Source data
────────────────
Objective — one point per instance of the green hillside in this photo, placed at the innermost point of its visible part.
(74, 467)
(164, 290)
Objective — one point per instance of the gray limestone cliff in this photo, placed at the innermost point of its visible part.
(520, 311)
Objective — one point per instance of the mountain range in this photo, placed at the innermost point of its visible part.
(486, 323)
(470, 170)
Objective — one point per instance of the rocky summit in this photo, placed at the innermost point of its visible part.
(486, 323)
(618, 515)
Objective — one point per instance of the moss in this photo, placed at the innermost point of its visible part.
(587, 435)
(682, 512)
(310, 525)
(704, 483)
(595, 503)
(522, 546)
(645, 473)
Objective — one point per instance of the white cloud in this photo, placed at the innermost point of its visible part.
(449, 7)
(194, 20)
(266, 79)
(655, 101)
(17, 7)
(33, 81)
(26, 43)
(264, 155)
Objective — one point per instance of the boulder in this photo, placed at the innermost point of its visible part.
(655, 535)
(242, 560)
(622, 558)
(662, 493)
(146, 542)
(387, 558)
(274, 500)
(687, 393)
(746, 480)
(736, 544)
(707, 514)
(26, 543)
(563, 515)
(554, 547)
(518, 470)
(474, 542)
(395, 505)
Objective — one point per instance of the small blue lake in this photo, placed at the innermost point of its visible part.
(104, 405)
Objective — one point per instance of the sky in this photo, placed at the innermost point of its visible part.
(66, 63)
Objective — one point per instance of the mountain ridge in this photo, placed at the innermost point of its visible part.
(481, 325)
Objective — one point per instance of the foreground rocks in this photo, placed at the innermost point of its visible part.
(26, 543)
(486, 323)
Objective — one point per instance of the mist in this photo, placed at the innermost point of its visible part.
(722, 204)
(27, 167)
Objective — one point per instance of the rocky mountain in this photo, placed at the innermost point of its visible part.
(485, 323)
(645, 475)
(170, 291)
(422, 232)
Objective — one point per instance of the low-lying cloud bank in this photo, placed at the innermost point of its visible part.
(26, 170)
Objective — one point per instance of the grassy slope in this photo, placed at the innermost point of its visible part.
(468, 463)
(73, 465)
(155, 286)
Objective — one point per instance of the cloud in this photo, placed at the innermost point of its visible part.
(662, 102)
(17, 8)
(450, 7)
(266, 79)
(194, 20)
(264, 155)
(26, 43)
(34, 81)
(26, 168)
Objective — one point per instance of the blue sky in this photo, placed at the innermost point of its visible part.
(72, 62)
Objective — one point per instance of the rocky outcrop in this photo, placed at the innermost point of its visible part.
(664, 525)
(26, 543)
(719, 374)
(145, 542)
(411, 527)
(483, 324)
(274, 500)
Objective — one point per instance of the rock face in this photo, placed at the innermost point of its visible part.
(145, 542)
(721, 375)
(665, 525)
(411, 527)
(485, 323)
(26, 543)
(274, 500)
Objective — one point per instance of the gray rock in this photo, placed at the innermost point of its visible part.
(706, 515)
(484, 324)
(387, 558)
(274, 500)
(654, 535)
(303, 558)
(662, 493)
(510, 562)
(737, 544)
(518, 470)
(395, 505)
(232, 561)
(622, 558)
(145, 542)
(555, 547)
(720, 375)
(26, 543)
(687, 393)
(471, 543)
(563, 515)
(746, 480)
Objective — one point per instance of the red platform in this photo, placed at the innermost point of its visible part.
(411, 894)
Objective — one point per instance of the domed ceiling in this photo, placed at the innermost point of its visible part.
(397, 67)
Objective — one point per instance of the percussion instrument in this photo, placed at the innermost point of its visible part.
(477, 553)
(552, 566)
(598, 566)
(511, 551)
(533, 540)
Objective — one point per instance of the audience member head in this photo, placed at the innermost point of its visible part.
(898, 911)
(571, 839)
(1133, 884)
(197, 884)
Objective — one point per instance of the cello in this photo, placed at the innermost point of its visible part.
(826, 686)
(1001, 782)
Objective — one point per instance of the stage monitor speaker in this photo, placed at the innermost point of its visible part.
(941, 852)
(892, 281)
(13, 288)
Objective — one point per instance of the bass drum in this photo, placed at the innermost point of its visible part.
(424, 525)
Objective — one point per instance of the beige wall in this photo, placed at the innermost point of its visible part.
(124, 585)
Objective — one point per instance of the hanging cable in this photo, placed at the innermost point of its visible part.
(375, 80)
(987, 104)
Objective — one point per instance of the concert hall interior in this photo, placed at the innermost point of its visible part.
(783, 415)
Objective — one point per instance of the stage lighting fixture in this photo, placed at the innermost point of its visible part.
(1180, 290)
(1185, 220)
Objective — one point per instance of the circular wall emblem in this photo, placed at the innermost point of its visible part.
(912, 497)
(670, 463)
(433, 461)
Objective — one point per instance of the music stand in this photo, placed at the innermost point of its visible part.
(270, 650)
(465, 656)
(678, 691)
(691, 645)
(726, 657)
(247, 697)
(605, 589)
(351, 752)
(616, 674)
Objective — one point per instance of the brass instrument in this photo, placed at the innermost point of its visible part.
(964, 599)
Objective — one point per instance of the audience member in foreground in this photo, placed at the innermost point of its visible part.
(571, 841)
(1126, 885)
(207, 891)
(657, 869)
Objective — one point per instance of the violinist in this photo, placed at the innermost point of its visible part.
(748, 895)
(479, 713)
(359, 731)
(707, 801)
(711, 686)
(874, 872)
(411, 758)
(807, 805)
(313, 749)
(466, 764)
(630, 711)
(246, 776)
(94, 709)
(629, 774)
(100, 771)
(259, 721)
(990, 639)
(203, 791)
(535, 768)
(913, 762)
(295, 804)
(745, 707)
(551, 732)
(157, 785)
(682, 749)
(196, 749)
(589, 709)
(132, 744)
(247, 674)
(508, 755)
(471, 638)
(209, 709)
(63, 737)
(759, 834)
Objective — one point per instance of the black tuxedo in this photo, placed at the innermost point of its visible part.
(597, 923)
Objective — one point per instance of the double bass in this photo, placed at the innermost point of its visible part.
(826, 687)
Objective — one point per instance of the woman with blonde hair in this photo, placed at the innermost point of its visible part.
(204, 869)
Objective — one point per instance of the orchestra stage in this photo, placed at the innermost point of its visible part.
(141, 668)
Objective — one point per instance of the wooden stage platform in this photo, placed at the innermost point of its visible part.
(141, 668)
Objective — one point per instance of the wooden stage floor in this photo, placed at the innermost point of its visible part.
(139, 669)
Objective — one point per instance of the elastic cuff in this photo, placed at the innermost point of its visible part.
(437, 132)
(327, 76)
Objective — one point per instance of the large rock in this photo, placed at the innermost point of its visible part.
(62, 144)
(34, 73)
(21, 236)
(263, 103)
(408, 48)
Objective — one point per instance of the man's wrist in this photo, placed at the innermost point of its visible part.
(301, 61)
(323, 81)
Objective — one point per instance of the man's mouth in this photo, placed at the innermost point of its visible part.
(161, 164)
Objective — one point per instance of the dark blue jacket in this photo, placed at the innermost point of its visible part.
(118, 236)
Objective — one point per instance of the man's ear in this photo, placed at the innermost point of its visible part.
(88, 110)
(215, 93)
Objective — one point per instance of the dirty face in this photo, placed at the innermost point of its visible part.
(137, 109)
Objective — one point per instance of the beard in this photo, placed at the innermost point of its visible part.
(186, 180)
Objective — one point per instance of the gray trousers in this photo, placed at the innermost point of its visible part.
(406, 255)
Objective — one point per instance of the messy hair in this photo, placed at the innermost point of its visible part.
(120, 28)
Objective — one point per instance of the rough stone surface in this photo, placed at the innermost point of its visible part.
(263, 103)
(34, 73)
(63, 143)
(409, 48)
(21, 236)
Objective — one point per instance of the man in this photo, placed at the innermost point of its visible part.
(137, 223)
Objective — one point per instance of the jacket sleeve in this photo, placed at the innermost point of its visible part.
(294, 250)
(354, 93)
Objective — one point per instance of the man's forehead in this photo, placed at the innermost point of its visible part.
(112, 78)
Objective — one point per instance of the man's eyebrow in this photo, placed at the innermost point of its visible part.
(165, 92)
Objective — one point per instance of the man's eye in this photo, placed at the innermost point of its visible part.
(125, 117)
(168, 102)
────────────────
* _PROBLEM TO SOLVE_:
Give back, word for word, the lines of the records that run from the one holding "Objective — one point per instance of the messy" to the very last.

* _ANSWER BOX_:
Objective — one point per instance of the messy hair in this photo, placed at the innermost point of its visible part.
(120, 28)
Objective — one point per instance of the rough stone surface in this photo, placed at the innermost point of its visible part.
(263, 103)
(34, 73)
(63, 143)
(409, 48)
(21, 236)
Objective — one point per instance of the man in this photo, placed at the innermost point of its visible part.
(137, 223)
Objective — one point per instance of the jacket sleeve in this photo, placed at the innermost point of its visible part.
(294, 250)
(354, 93)
Objective — one point per instance of the man's forehead in this photo, placed at the innermost point of its visible part.
(112, 78)
Objective — one point per instance of the man's eyebrow in this photo, placed at the innermost point of its visible part.
(165, 92)
Objective — one point per instance of the man's eye in this photo, placed at the innermost point of its visible part.
(125, 117)
(168, 102)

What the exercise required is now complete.